Today, while most countries continue to honor New Year‘s Day on January 1st, each country’s traditions couldn’t be more different. Keep reading to learn about different New Year’s traditions around the world.


Every New Year’s Eve, the Danish break dishes on the doorsteps of friends and family. It is believed that the more shards of broken dishes you have in front of your house the next day, the luckier you will be. However, the person who has to clean up this mess is maybe not so lucky.

Pile of broken dishes by cogdogblog is licensed under CC BY 2.0
Pile of broken dishes by Alan Levine is licensed under CC BY 2.0

The people of Denmark also stand on chairs and “leap” into the new year right at midnight. They believe that this brings good luck while banishing evil spirits.


A Spanish New Year’s food tradition involves eating twelve grapes beginning at midnight. Every time the clock chimes, a grape gets eaten. Each grape represents a different month of the year. If they don’t finish the grapes before the clock is finished chiming, they believe that they will have bad luck in the coming year. This tradition is likely to have originated in the early 20th century when winemakers wanted to increase demand for grapes in the winter.



The Greeks have several good luck New Year’s traditions, and one of them involves hanging onions above the front door. Parents wake their children up by bonking them on the head with the same onions that were hanging outside. In Greece, onions symbolize rebirth, so this is believed to invite abundance and prosperity into the home. 

Secondly, another tradition in Greece is making vasilopita, a cake or sweet bread that has a coin baked into it. The person who discovers the coin will have good luck in the new year.

The Greeks also celebrate the new year by smashing pomegranates against the door of their houses; the number of seeds scattered represents the amount of good luck to come.

Excerpts of annotation records

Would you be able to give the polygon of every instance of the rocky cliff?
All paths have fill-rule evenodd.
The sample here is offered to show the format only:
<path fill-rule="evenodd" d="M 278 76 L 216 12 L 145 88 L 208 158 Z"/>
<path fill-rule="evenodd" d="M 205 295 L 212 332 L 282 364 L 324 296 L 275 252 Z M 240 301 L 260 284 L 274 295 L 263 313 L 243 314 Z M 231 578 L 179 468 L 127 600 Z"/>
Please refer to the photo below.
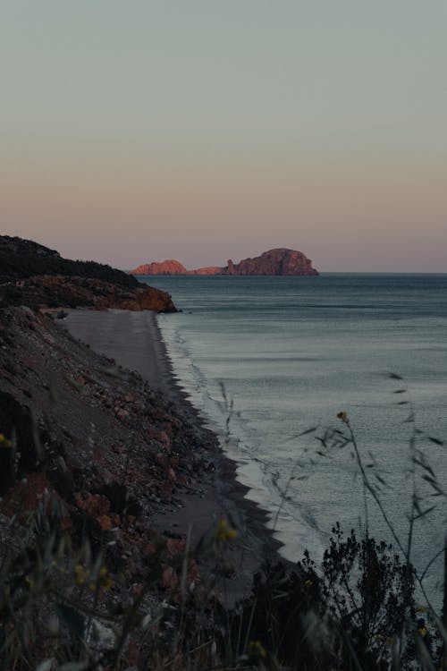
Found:
<path fill-rule="evenodd" d="M 132 270 L 131 275 L 188 275 L 188 270 L 179 261 L 166 259 L 161 263 L 144 263 Z"/>
<path fill-rule="evenodd" d="M 243 259 L 240 263 L 232 259 L 224 267 L 212 266 L 187 270 L 175 260 L 147 263 L 131 270 L 132 275 L 287 275 L 316 276 L 318 271 L 302 251 L 279 248 L 265 251 L 255 259 Z"/>
<path fill-rule="evenodd" d="M 0 236 L 0 307 L 174 312 L 166 292 L 94 261 L 72 261 L 30 240 Z"/>

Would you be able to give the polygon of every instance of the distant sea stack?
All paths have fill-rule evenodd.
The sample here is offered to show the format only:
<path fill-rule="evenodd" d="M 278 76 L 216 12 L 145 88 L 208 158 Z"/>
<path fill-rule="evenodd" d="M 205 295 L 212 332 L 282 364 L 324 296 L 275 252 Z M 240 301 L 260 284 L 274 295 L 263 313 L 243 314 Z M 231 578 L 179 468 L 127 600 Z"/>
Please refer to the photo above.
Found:
<path fill-rule="evenodd" d="M 240 263 L 233 263 L 230 259 L 224 267 L 212 266 L 187 270 L 175 260 L 161 263 L 145 263 L 134 270 L 131 275 L 287 275 L 316 276 L 318 271 L 312 268 L 312 261 L 302 251 L 280 248 L 269 250 L 255 259 L 243 259 Z"/>

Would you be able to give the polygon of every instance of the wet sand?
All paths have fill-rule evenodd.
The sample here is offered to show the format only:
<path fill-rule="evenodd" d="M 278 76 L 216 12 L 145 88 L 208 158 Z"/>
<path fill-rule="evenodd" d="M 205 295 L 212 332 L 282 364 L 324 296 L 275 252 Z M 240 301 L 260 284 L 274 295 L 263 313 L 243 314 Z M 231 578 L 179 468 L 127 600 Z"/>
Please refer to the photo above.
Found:
<path fill-rule="evenodd" d="M 63 323 L 72 336 L 114 359 L 118 365 L 137 370 L 153 388 L 180 404 L 192 421 L 203 424 L 175 379 L 155 312 L 76 310 Z M 215 466 L 213 483 L 198 481 L 197 490 L 181 495 L 181 508 L 167 507 L 153 526 L 160 532 L 190 536 L 195 546 L 220 520 L 228 519 L 238 530 L 238 539 L 229 553 L 238 577 L 225 583 L 231 604 L 249 589 L 253 573 L 265 557 L 279 559 L 276 553 L 281 544 L 266 526 L 265 511 L 246 498 L 249 489 L 237 480 L 235 463 L 222 450 L 215 450 L 212 458 Z"/>

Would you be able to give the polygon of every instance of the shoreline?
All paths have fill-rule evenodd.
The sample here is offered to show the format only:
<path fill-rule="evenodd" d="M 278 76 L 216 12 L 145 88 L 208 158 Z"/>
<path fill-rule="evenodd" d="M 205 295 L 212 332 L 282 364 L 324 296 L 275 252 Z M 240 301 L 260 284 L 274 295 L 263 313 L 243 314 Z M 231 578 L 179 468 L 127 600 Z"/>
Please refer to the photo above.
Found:
<path fill-rule="evenodd" d="M 195 496 L 181 492 L 182 507 L 169 508 L 156 514 L 152 521 L 154 530 L 189 538 L 191 545 L 197 546 L 222 519 L 227 519 L 238 531 L 238 538 L 228 552 L 236 574 L 235 579 L 226 581 L 229 604 L 250 588 L 252 576 L 264 559 L 281 561 L 292 567 L 291 562 L 279 556 L 283 543 L 274 539 L 274 532 L 266 526 L 266 511 L 246 497 L 249 488 L 237 480 L 237 463 L 226 456 L 217 436 L 204 426 L 204 418 L 181 388 L 156 313 L 76 310 L 69 313 L 63 324 L 72 336 L 87 343 L 92 350 L 114 359 L 123 368 L 137 370 L 153 388 L 180 408 L 193 425 L 209 433 L 214 444 L 209 454 L 214 471 L 212 481 L 198 480 L 199 497 L 197 492 Z"/>

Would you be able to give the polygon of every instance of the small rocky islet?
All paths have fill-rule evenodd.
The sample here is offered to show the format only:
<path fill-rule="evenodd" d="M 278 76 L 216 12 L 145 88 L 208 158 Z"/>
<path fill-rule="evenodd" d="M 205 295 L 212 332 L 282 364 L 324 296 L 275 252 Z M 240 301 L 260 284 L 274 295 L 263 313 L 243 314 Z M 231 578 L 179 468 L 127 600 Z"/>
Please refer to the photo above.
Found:
<path fill-rule="evenodd" d="M 230 259 L 226 266 L 211 266 L 187 270 L 174 259 L 145 263 L 131 271 L 132 275 L 227 275 L 227 276 L 317 276 L 318 271 L 302 251 L 278 248 L 265 251 L 254 259 L 243 259 L 233 263 Z"/>

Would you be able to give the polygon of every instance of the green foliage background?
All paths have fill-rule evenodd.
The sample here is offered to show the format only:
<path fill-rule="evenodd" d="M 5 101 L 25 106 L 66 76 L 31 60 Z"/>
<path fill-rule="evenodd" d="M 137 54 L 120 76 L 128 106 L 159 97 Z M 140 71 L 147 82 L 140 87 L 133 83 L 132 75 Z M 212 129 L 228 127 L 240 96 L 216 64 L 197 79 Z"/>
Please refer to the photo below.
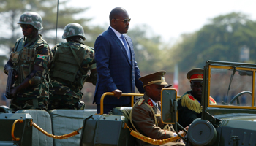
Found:
<path fill-rule="evenodd" d="M 0 27 L 4 28 L 0 31 L 1 47 L 10 49 L 15 40 L 22 36 L 21 29 L 17 22 L 20 15 L 27 11 L 37 12 L 42 17 L 44 29 L 39 32 L 50 47 L 56 42 L 65 41 L 59 36 L 56 40 L 56 0 L 20 0 L 20 3 L 14 1 L 1 0 L 0 18 L 4 22 L 0 23 Z M 97 36 L 108 26 L 89 26 L 91 18 L 86 18 L 86 15 L 77 17 L 80 14 L 86 14 L 89 8 L 69 7 L 67 4 L 68 1 L 61 1 L 59 5 L 58 34 L 62 34 L 67 23 L 78 23 L 86 31 L 85 43 L 94 47 Z M 150 73 L 159 70 L 173 72 L 175 64 L 178 64 L 180 71 L 186 72 L 192 68 L 203 67 L 207 60 L 238 62 L 240 50 L 243 46 L 250 49 L 250 59 L 247 61 L 256 61 L 254 58 L 256 55 L 256 22 L 242 13 L 232 12 L 214 18 L 200 30 L 182 34 L 181 40 L 171 47 L 167 45 L 167 42 L 161 42 L 160 36 L 148 33 L 150 29 L 145 24 L 136 26 L 128 32 L 128 35 L 132 38 L 135 58 L 143 72 Z M 0 61 L 2 62 L 4 58 L 1 58 Z"/>

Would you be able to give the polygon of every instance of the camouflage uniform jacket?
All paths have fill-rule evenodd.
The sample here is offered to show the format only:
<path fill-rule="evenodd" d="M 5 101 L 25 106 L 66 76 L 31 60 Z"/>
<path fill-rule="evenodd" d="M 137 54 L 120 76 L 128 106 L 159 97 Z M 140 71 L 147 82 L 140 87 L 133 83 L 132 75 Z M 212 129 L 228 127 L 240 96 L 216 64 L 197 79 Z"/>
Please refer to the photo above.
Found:
<path fill-rule="evenodd" d="M 49 46 L 41 35 L 26 42 L 26 38 L 17 39 L 15 47 L 10 55 L 10 61 L 17 73 L 15 86 L 18 86 L 33 71 L 34 65 L 43 67 L 43 72 L 37 72 L 34 76 L 39 77 L 38 84 L 29 86 L 17 93 L 17 100 L 29 100 L 36 98 L 49 98 L 49 85 L 47 80 L 48 69 L 47 65 L 50 61 Z M 4 71 L 6 72 L 6 71 Z M 29 80 L 31 82 L 33 78 Z"/>
<path fill-rule="evenodd" d="M 61 45 L 67 46 L 67 43 L 69 46 L 72 46 L 72 48 L 75 49 L 83 49 L 81 46 L 83 45 L 85 47 L 85 54 L 83 56 L 83 59 L 81 62 L 80 67 L 85 72 L 88 72 L 89 70 L 92 70 L 96 69 L 96 62 L 94 61 L 94 50 L 92 47 L 86 46 L 83 43 L 74 42 L 68 42 L 65 43 L 60 43 L 56 45 L 51 49 L 51 51 L 53 54 L 53 61 L 50 68 L 50 74 L 52 74 L 52 72 L 54 72 L 54 66 L 56 62 L 56 53 L 58 50 L 58 47 L 60 47 Z M 64 80 L 59 78 L 52 77 L 51 76 L 51 82 L 53 88 L 50 88 L 50 93 L 54 95 L 67 95 L 69 96 L 72 96 L 74 98 L 83 99 L 83 93 L 81 93 L 81 89 L 83 86 L 83 84 L 86 81 L 86 75 L 79 75 L 81 72 L 78 71 L 76 80 L 74 82 L 69 82 L 67 80 Z"/>

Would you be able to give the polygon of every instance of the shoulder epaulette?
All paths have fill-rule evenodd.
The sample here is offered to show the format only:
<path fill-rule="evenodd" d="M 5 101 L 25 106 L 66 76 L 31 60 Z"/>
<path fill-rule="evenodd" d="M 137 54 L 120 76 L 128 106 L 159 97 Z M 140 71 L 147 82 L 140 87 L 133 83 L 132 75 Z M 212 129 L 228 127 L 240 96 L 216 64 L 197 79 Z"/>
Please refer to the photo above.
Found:
<path fill-rule="evenodd" d="M 181 98 L 182 107 L 186 107 L 197 113 L 202 112 L 201 104 L 192 95 L 186 94 Z"/>
<path fill-rule="evenodd" d="M 138 105 L 140 106 L 142 104 L 142 103 L 144 101 L 145 99 L 142 98 L 138 102 Z"/>

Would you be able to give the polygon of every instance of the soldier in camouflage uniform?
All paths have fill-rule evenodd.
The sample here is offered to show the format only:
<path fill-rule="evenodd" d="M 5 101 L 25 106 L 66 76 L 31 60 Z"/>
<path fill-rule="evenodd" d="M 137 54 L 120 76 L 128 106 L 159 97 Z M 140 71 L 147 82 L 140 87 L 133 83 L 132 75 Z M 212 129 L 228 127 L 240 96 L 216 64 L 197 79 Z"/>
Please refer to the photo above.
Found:
<path fill-rule="evenodd" d="M 23 13 L 18 24 L 23 37 L 17 39 L 4 72 L 15 69 L 15 85 L 10 91 L 13 98 L 10 109 L 48 109 L 49 85 L 48 64 L 50 60 L 49 46 L 38 31 L 42 30 L 41 16 L 34 12 Z"/>
<path fill-rule="evenodd" d="M 81 42 L 86 37 L 78 23 L 67 24 L 62 39 L 67 42 L 57 44 L 51 50 L 54 57 L 50 72 L 53 88 L 50 89 L 49 109 L 84 109 L 80 101 L 83 84 L 89 82 L 95 85 L 97 79 L 94 50 Z"/>

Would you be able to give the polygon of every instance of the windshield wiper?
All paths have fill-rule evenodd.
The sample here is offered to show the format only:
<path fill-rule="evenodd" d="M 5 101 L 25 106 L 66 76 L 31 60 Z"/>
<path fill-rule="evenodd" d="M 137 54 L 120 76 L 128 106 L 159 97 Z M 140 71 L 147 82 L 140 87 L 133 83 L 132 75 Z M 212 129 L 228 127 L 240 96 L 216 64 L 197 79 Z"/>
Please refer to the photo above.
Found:
<path fill-rule="evenodd" d="M 228 85 L 228 89 L 227 89 L 227 98 L 226 98 L 226 101 L 227 101 L 227 102 L 228 91 L 229 91 L 230 89 L 230 85 L 231 85 L 232 80 L 233 80 L 233 77 L 234 77 L 235 73 L 236 73 L 236 67 L 234 66 L 233 69 L 234 69 L 234 70 L 233 71 L 233 73 L 232 73 L 231 77 L 230 77 L 230 85 Z M 225 102 L 224 102 L 224 101 L 222 101 L 222 103 L 223 103 L 224 104 L 227 105 L 227 104 L 225 103 Z"/>

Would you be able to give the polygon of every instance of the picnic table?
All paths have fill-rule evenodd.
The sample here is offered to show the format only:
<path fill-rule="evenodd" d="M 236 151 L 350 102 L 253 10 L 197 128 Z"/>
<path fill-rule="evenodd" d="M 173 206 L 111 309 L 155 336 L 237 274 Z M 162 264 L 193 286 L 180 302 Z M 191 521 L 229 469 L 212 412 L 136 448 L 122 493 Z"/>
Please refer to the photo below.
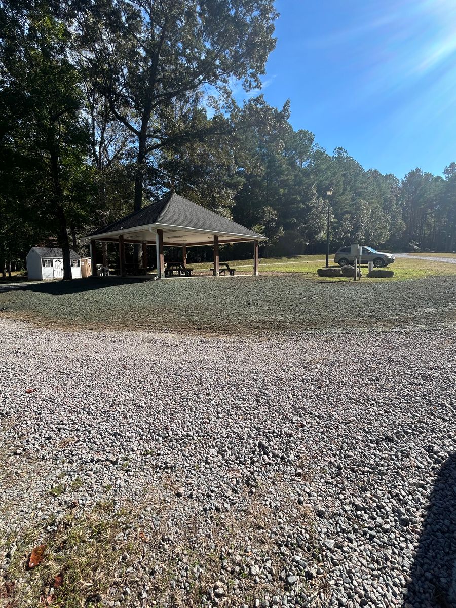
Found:
<path fill-rule="evenodd" d="M 213 268 L 211 268 L 210 269 L 212 272 L 213 272 L 214 270 Z M 230 266 L 229 264 L 225 263 L 224 262 L 222 262 L 221 263 L 218 264 L 219 274 L 221 274 L 222 273 L 223 273 L 223 275 L 224 277 L 227 271 L 228 271 L 230 276 L 234 277 L 234 273 L 236 272 L 236 268 L 232 268 Z"/>
<path fill-rule="evenodd" d="M 116 268 L 114 270 L 116 274 L 120 274 L 120 269 Z M 141 268 L 137 264 L 125 264 L 125 274 L 132 275 L 142 275 L 147 274 L 146 268 Z"/>
<path fill-rule="evenodd" d="M 167 262 L 165 268 L 165 277 L 191 277 L 193 268 L 188 268 L 184 262 Z"/>

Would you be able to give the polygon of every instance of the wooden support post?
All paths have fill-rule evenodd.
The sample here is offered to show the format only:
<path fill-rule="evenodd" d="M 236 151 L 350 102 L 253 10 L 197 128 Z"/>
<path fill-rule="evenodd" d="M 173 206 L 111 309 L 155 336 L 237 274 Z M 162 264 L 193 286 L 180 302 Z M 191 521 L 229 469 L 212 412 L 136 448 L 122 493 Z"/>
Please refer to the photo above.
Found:
<path fill-rule="evenodd" d="M 218 235 L 214 235 L 214 269 L 212 272 L 212 275 L 214 277 L 218 276 Z"/>
<path fill-rule="evenodd" d="M 254 241 L 254 276 L 258 277 L 258 241 Z"/>
<path fill-rule="evenodd" d="M 119 235 L 119 265 L 120 268 L 120 276 L 125 276 L 125 245 L 123 243 L 123 235 Z"/>
<path fill-rule="evenodd" d="M 163 255 L 163 230 L 157 229 L 157 278 L 165 276 L 165 258 Z"/>
<path fill-rule="evenodd" d="M 103 257 L 103 265 L 106 268 L 108 266 L 108 243 L 104 241 L 102 243 L 102 256 Z"/>
<path fill-rule="evenodd" d="M 147 272 L 147 243 L 143 241 L 142 243 L 142 268 Z"/>
<path fill-rule="evenodd" d="M 97 276 L 97 241 L 90 241 L 90 259 L 92 266 L 92 276 Z"/>

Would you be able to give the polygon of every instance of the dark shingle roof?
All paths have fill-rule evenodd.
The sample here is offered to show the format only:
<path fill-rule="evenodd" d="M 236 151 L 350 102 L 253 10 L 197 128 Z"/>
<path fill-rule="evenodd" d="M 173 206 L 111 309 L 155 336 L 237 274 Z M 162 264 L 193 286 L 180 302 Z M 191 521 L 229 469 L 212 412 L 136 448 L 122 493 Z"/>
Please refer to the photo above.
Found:
<path fill-rule="evenodd" d="M 35 251 L 42 258 L 61 258 L 63 257 L 62 250 L 57 247 L 32 247 L 30 251 Z M 81 256 L 75 251 L 70 249 L 70 257 L 77 258 L 79 260 Z"/>
<path fill-rule="evenodd" d="M 115 232 L 153 224 L 195 228 L 215 234 L 228 232 L 243 237 L 262 237 L 262 235 L 254 232 L 235 222 L 232 222 L 218 213 L 215 213 L 201 205 L 197 205 L 196 202 L 192 202 L 188 198 L 184 198 L 176 193 L 170 193 L 151 205 L 148 205 L 139 211 L 134 212 L 88 236 L 95 237 L 97 234 Z"/>

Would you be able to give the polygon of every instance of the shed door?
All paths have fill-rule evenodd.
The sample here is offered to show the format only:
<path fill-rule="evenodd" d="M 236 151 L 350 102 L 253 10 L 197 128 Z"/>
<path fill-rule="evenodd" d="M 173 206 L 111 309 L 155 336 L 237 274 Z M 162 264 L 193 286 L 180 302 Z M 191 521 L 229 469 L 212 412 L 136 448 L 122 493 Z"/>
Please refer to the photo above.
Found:
<path fill-rule="evenodd" d="M 54 278 L 63 277 L 63 260 L 54 258 Z"/>

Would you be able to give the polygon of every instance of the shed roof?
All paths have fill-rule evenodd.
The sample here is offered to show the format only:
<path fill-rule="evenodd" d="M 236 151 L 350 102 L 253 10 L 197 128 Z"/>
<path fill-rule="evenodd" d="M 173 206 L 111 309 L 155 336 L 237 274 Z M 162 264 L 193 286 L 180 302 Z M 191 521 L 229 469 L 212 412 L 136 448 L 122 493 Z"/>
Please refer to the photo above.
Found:
<path fill-rule="evenodd" d="M 27 255 L 30 255 L 32 251 L 38 254 L 41 258 L 61 258 L 63 257 L 62 250 L 56 247 L 32 247 Z M 77 258 L 78 260 L 81 258 L 79 254 L 77 254 L 72 249 L 70 249 L 70 257 Z"/>
<path fill-rule="evenodd" d="M 148 205 L 139 211 L 134 212 L 104 228 L 99 229 L 88 235 L 86 238 L 109 238 L 121 233 L 126 235 L 128 233 L 128 238 L 133 241 L 142 239 L 147 240 L 144 238 L 145 230 L 161 227 L 180 229 L 179 230 L 173 230 L 174 232 L 184 232 L 188 229 L 194 232 L 224 235 L 226 237 L 237 238 L 239 240 L 266 240 L 266 237 L 262 235 L 210 211 L 175 192 L 168 193 L 151 205 Z M 137 230 L 134 229 L 137 229 Z M 177 235 L 168 233 L 168 236 L 176 244 L 179 240 Z M 183 238 L 188 235 L 185 233 L 182 236 Z M 209 236 L 207 235 L 198 238 L 209 243 Z M 193 240 L 198 241 L 196 235 Z M 186 241 L 183 240 L 182 242 Z M 203 243 L 195 242 L 195 244 L 202 244 Z"/>

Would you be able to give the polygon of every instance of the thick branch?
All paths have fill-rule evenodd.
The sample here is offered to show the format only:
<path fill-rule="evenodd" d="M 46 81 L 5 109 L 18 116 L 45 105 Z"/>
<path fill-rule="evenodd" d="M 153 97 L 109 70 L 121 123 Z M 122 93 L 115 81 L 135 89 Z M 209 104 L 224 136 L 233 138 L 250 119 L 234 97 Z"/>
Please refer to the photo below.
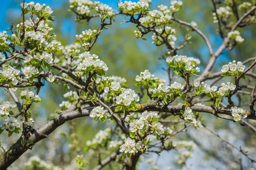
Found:
<path fill-rule="evenodd" d="M 28 149 L 38 142 L 48 137 L 48 135 L 54 131 L 58 127 L 66 122 L 79 117 L 88 116 L 89 111 L 83 109 L 81 112 L 73 111 L 61 114 L 55 119 L 50 120 L 44 125 L 34 131 L 31 131 L 29 136 L 25 137 L 21 136 L 0 158 L 0 169 L 6 170 L 12 163 L 17 159 Z M 23 146 L 22 142 L 25 144 Z"/>

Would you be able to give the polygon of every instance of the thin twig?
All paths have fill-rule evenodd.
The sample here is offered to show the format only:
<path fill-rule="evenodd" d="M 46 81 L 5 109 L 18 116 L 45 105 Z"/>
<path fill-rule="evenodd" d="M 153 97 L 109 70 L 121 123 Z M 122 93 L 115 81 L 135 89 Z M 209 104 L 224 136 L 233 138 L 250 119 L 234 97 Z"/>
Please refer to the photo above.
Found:
<path fill-rule="evenodd" d="M 231 146 L 232 147 L 236 149 L 236 150 L 238 150 L 239 151 L 241 152 L 243 155 L 244 155 L 249 159 L 250 159 L 252 162 L 253 162 L 253 163 L 256 162 L 256 159 L 254 159 L 253 158 L 252 158 L 251 157 L 250 157 L 250 156 L 248 155 L 247 152 L 246 152 L 244 151 L 243 150 L 242 150 L 241 148 L 239 148 L 238 147 L 236 147 L 236 146 L 234 145 L 233 144 L 231 144 L 229 142 L 227 141 L 227 140 L 225 139 L 224 139 L 222 138 L 218 133 L 216 133 L 213 132 L 212 130 L 210 130 L 210 129 L 209 129 L 205 125 L 203 125 L 203 126 L 204 127 L 205 129 L 207 129 L 208 131 L 210 132 L 211 133 L 212 133 L 212 134 L 214 134 L 214 135 L 215 135 L 215 136 L 216 136 L 218 138 L 219 138 L 220 139 L 221 139 L 221 141 L 222 141 L 226 143 L 227 144 Z"/>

**Problem requirements**
Type out the entire passage on New Year's traditions above, word for word.

**Exercise answer**
Today, while most countries continue to honor New Year‘s Day on January 1st, each country’s traditions couldn’t be more different. Keep reading to learn about different New Year’s traditions around the world.


Every New Year’s Eve, the Danish break dishes on the doorsteps of friends and family. It is believed that the more shards of broken dishes you have in front of your house the next day, the luckier you will be. However, the person who has to clean up this mess is maybe not so lucky.

Pile of broken dishes by cogdogblog is licensed under CC BY 2.0
Pile of broken dishes by Alan Levine is licensed under CC BY 2.0

The people of Denmark also stand on chairs and “leap” into the new year right at midnight. They believe that this brings good luck while banishing evil spirits.


A Spanish New Year’s food tradition involves eating twelve grapes beginning at midnight. Every time the clock chimes, a grape gets eaten. Each grape represents a different month of the year. If they don’t finish the grapes before the clock is finished chiming, they believe that they will have bad luck in the coming year. This tradition is likely to have originated in the early 20th century when winemakers wanted to increase demand for grapes in the winter.



The Greeks have several good luck New Year’s traditions, and one of them involves hanging onions above the front door. Parents wake their children up by bonking them on the head with the same onions that were hanging outside. In Greece, onions symbolize rebirth, so this is believed to invite abundance and prosperity into the home. 

Secondly, another tradition in Greece is making vasilopita, a cake or sweet bread that has a coin baked into it. The person who discovers the coin will have good luck in the new year.

The Greeks also celebrate the new year by smashing pomegranates against the door of their houses; the number of seeds scattered represents the amount of good luck to come.